**To do:** Render all of the material below as a numbered list, omitting any blank lines.

━━━ Records for this task ━━━

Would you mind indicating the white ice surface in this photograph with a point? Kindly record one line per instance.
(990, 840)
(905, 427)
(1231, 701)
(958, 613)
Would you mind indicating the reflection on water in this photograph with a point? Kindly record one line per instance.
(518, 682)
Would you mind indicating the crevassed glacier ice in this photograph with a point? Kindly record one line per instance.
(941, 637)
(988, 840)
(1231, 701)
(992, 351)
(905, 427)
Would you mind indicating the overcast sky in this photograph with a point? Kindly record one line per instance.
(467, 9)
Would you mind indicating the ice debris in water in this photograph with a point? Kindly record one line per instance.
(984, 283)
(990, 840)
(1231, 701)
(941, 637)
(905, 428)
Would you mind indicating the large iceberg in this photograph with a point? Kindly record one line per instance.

━━━

**Result of this task:**
1. Would you mind indicating the white ice surface in this photograph with a point? Kindly record one line per instance.
2. (990, 840)
3. (905, 427)
4. (1231, 701)
5. (958, 613)
6. Would you mind indicating the reflection on water in this photograph with a point? Kindly record one line per instance.
7. (518, 682)
8. Would you mind indicating the crevassed glacier ice in this photograph with a point? Kindly record one line per instance.
9. (941, 637)
10. (988, 840)
11. (1231, 701)
12. (992, 351)
13. (905, 427)
14. Would you mind indicating the overcast sky in this photograph with a point? Kindly record one line per instance.
15. (467, 9)
16. Would you mind indicating the ice debris in water in this photograph with a point? Kindly record one line per instance.
17. (984, 283)
18. (990, 840)
19. (1231, 701)
20. (941, 637)
21. (905, 428)
22. Would you mind indicating the large iceberg in this photograph with a point? Kindly record one line per instance.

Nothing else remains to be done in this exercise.